- EXTRACTED MATERIAL:

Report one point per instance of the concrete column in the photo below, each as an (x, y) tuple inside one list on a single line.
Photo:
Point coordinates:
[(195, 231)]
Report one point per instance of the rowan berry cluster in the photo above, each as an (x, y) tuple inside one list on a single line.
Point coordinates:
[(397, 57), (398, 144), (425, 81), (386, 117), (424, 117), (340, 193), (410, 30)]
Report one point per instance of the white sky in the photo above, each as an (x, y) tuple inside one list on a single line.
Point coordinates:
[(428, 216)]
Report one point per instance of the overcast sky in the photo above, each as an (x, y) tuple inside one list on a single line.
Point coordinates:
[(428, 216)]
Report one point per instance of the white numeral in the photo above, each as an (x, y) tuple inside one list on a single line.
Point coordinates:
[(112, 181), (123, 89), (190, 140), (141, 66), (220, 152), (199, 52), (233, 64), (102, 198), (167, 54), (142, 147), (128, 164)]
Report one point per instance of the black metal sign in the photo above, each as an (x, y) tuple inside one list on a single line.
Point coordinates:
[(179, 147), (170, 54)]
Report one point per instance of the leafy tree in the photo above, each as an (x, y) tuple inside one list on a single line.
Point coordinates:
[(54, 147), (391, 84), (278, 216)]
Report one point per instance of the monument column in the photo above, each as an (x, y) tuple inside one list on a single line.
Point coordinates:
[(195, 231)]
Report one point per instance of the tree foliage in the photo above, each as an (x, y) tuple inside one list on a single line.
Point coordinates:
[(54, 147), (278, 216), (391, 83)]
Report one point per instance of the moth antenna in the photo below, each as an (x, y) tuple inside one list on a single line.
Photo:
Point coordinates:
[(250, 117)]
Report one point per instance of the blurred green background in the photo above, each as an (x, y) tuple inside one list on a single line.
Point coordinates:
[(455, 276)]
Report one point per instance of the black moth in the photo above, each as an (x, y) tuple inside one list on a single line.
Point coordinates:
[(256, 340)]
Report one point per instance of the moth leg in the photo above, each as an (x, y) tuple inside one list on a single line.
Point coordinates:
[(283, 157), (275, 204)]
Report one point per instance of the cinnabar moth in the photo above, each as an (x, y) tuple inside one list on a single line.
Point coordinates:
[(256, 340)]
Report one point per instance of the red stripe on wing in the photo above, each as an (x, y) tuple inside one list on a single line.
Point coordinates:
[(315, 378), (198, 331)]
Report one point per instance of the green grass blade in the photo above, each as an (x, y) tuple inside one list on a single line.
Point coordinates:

- SET PROBLEM:
Rewrite all of the rows above as a numbered list, omitting any blank lines.

- RESPONSE:
1. Report one point per instance of the concrete column in the photo below, each as an (x, y) tuple inside one list on a single line.
2. Photo:
3. Point coordinates:
4. [(195, 231)]
5. Report one point per instance of the rowan berry cluster in the photo above, each as an (x, y) tuple inside one list on a single line.
6. Point coordinates:
7. [(397, 57), (398, 144), (425, 81), (386, 117), (424, 117), (340, 193), (410, 30)]
8. Report one point per instance of the white sky in the photo above, each as an (x, y) tuple inside one list on a single line.
9. Point coordinates:
10. [(428, 216)]
11. Report one point per instance of the overcast sky in the photo above, each as an (x, y) tuple inside one list on a single line.
12. Point coordinates:
13. [(428, 216)]
14. Report one point per instance of the white numeral in the photo above, each as an (x, y) tuple inside one list on a single line.
15. Point coordinates:
16. [(112, 181), (123, 89), (190, 140), (141, 66), (220, 152), (199, 52), (233, 64), (102, 198), (167, 54), (142, 147), (128, 164)]
17. Report one point per instance of the black metal sign in the photo above, each as an (x, y) tuple inside one list on a single line.
18. Point coordinates:
19. [(179, 147), (170, 54)]
20. Report one point per instance of the leafy tree in the photo above, each as an (x, y) tuple inside one list on a single line.
21. Point coordinates:
22. [(54, 147), (391, 84), (278, 216)]
23. Report one point per instance of the monument column in the photo above, each as an (x, y) tuple inside one list on a single line.
24. Point coordinates:
25. [(195, 231)]
26. Report one point per instance of the tree foliage in the photo above, each as an (x, y) tuple inside one list on a single line.
27. Point coordinates:
28. [(54, 147), (278, 216), (391, 83)]
29. Report one point per instance of the moth antenna in the photo below, each as an (x, y) tuple inside one list on a single line.
30. Photo:
31. Point coordinates:
32. [(250, 117)]
33. Report one point per instance of the blurred green background in the photo above, each as an (x, y) tuple inside one list on a single line.
34. Point coordinates:
35. [(455, 276)]
36. Report one point per instance of the black moth in the photo above, each as an (x, y) tuple inside one list on a single line.
37. Point coordinates:
38. [(256, 340)]
39. Report one point per instance of the moth leg in the photo above, each as an (x, y) tuple inside one list on a single line.
40. Point coordinates:
41. [(283, 157), (275, 204)]
42. Report one point per instance of the cinnabar moth in the photo above, each as an (x, y) tuple inside one list on a single line.
43. Point coordinates:
44. [(256, 340)]
45. Report one point per instance of the red stripe on wing in the photo above, each as an (x, y) tuple inside one list on a single line.
46. Point coordinates:
47. [(315, 378), (198, 331)]
48. Report one point per instance of the green grass blade in the photo above, each as an (x, y) tuple inside one list on a single line.
49. Point coordinates:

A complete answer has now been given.